Le Premier ministre français Manuel Valls a quant à lui déclaré ce dimanche : « Nous ne demandons pas le passeport à telle ou telle personne mais nous frappons ceux qui préparent les attentats contre la France. »

Le pays semble vouloir couper ainsi court à tout débat sur les exécutions extrajudiciaires qui ont cours aux États-Unis, ou au Royaume-Uni qui avait annoncé le 7 septembre dernier avoir éliminé deux semaines plus tôt 2 citoyens britanniques en Syrie — avec un drone de la Royal Air Force (RAF). Ils auraient préparé un attentat contre laReine d'Angleterre. Cette exécution extrajudiciaire, puisque effectuée sans jugement préalable, était une première pour un pays européen.

En 2011 aux États-Unis, la mort d'un imam islamiste de nationalité américaine, tué par un drone américain au Yemen, avait créé la polémique aux États-Unis. Selon certains défenseurs des droits de l'homme, cet imam aurait dû bénéficier du droit inscrit dans la Constitution des États-Unis, qui garantit à tout citoyen américain un procès. En 2013, une note du ministère de la Justice américain développait les arguments juridiques permettant ce type d'exécution, en s'appuyant sur la notion très large de « menace imminente ».
• • • •
-- EXERCICE --
Reprenez le texte sur les exécutions extrajudiciaires par drone et poursuivez-le à partir de sa dernière phrase.

-- Un bloc de données --
• • • •
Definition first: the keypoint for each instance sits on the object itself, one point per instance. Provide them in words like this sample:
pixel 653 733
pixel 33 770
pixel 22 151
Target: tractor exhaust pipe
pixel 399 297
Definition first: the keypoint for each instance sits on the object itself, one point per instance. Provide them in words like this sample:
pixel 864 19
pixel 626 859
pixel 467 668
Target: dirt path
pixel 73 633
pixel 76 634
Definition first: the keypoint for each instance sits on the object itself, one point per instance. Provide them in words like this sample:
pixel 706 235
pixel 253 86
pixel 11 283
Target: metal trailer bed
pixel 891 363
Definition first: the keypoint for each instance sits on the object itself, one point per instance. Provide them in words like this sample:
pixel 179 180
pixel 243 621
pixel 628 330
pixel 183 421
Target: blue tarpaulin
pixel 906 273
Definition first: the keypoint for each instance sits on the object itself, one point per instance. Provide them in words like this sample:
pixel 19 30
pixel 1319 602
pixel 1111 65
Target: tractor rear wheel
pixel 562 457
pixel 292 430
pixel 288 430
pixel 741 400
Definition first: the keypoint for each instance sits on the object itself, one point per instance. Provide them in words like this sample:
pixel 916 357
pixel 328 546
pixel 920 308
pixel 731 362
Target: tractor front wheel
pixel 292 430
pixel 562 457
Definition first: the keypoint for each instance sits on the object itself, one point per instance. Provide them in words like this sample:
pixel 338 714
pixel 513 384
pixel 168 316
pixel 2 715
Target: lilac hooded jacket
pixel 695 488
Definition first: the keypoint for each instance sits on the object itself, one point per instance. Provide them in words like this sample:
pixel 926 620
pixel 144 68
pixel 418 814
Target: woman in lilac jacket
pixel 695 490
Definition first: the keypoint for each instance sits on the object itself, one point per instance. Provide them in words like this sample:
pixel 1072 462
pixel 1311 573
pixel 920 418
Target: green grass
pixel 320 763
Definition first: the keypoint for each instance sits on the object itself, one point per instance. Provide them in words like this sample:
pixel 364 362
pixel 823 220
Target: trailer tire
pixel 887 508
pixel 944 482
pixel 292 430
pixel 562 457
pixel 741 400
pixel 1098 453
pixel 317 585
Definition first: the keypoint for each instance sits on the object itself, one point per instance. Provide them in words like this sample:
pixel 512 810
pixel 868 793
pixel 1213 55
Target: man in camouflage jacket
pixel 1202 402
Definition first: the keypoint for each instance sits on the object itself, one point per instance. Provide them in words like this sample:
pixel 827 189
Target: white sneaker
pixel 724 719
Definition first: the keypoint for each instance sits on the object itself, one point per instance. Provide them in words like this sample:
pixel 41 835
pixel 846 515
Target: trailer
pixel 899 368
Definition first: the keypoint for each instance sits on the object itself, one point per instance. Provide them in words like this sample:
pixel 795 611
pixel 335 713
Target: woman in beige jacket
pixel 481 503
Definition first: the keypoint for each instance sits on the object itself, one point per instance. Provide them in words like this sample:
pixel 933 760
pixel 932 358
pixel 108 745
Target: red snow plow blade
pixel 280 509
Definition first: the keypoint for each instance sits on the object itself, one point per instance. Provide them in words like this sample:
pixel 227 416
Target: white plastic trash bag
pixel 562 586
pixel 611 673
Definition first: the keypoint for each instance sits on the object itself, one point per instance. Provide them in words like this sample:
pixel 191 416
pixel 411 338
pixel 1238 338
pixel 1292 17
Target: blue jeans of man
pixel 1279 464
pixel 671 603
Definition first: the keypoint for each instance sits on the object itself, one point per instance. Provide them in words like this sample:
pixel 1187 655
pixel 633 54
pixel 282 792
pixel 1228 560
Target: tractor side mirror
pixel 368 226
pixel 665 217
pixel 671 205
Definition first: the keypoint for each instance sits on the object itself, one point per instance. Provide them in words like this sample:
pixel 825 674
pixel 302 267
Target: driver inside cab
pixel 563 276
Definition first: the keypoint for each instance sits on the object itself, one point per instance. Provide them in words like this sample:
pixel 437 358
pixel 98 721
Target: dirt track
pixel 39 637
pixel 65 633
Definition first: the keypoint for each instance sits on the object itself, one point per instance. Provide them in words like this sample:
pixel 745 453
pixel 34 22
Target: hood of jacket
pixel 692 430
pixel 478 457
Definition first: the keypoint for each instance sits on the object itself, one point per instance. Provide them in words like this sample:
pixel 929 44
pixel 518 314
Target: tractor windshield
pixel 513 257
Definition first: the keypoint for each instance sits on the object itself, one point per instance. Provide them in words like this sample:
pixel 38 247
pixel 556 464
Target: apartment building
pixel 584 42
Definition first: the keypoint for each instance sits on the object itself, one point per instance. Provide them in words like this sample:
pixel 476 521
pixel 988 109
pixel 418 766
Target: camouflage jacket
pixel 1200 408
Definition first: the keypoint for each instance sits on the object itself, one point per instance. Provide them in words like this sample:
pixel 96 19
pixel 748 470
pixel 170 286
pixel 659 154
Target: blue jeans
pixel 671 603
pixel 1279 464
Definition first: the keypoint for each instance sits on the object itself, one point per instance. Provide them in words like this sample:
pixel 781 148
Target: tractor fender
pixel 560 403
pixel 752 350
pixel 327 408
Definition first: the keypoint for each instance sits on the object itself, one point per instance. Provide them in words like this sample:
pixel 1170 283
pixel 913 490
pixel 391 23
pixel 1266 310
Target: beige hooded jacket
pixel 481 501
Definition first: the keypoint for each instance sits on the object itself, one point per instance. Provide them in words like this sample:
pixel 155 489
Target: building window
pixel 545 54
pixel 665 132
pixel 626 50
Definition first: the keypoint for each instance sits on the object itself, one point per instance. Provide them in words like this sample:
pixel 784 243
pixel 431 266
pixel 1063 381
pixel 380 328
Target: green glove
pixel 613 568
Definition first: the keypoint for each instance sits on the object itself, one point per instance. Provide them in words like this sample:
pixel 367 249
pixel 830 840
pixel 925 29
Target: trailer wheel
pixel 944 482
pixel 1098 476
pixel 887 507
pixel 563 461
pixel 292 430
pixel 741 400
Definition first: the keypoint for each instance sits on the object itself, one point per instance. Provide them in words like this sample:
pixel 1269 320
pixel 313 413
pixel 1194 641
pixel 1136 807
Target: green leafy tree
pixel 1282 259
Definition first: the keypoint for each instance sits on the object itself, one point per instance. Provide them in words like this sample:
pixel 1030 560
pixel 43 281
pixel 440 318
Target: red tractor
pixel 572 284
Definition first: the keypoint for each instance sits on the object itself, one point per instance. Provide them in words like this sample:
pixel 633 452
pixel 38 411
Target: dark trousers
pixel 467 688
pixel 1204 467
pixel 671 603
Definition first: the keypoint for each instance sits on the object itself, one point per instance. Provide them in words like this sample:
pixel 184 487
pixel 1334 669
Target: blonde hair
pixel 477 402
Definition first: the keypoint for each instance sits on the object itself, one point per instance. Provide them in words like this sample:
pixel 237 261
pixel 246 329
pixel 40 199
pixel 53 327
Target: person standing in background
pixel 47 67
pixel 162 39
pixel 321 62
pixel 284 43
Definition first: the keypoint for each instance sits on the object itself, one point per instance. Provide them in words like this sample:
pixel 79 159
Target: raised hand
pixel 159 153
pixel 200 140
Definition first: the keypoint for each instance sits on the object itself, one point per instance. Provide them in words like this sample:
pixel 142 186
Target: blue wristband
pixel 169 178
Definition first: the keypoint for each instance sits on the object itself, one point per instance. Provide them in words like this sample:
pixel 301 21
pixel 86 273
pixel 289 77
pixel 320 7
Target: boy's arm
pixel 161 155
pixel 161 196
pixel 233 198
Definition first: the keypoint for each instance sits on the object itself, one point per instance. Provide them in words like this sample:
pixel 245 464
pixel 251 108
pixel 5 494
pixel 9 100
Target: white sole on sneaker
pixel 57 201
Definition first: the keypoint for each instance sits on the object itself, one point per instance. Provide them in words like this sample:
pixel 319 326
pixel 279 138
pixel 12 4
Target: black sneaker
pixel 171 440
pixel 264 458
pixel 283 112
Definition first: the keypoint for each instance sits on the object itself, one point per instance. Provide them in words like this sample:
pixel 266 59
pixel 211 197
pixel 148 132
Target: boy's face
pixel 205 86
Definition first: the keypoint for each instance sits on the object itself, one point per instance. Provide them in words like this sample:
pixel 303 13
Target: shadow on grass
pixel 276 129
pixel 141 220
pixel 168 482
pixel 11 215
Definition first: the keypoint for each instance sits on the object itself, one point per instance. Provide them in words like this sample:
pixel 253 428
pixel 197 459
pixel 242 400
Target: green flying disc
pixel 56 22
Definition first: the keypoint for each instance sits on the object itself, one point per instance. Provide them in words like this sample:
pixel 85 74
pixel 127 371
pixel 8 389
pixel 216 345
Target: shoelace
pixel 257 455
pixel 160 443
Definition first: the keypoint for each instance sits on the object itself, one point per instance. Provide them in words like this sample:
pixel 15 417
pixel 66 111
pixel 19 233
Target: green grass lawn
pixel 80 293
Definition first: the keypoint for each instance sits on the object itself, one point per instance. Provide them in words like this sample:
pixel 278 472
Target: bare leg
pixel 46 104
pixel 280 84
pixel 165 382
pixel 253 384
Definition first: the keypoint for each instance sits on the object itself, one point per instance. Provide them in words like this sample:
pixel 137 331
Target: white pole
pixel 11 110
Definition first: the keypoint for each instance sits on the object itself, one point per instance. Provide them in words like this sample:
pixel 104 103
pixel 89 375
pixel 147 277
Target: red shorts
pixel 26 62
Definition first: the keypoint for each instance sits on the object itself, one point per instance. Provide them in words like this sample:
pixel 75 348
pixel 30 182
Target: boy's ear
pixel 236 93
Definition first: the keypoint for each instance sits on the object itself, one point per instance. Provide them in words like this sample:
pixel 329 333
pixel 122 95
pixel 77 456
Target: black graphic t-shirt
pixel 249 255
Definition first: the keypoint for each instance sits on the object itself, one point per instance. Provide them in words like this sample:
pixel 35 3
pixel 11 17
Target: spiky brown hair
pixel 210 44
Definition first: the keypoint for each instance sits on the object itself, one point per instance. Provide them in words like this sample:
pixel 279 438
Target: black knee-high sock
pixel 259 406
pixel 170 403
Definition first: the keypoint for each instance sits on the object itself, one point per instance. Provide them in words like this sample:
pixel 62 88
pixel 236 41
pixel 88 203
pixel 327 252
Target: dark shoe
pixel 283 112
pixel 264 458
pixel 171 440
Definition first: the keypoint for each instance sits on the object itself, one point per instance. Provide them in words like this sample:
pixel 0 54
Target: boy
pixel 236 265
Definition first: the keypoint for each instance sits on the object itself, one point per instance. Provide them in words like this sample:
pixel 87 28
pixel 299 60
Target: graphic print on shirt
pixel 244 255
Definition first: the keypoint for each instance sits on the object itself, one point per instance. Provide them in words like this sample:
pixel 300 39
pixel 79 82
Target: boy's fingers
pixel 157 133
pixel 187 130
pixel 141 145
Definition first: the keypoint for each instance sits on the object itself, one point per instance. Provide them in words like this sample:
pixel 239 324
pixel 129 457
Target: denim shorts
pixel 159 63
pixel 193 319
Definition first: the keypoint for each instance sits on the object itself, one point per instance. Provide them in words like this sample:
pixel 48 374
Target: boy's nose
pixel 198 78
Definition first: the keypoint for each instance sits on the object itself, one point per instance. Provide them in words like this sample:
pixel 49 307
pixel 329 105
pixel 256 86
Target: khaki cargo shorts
• • • •
-- RÉSULTAT FINAL --
Paul Tavernier est professeur de droit et directeur du Centre de recherches et d'études sur les droits de l'Homme et le droit humanitaire (CREDHO). Il nous explique que si « Sur le plan de la morale, on peut s'interroger sur la légitimité d'attaques contre des ressortissants français [par l'État français], » en revanche sur le plan du droit pur « S'il est prouvé qu'il y a des attaques provenant de camps de djihadistes pesant sur la France, alors le fait qu'il y ait des ressortissants français ne change pas grand-chose » à la légalité des frappes.

Un constat partagé par Didier Maus, professeur de droit constitutionnel à l'Université d'Aix-Marseille, interrogé par France 24 il explique « Il n'existe aucune interdiction légale, aucun argument juridique dans ce type de conflit armé très particulier, […] qui interdit à un gouvernement de viser ses propres ressortissants considérés comme dangereux. »

Dans une interview accordée au Monde fin septembre, Patrick Baudouin, avocat et président d'honneur de la Fédération internationale des droits de l'homme (FIDH), avait déclaré que des familles françaises dont un membre serait tué dans des bombardements effectués en Syrie par la France pourraient envisager de porter plainte pour assassinat en considérant que le pays va trop loin dans sa lecture de l'article 51 de la Charte des Nations Unies. Cet article autorise la « légitime défense […] dans le cas où un Membre des Nations Unies est l'objet d'une agression armée ».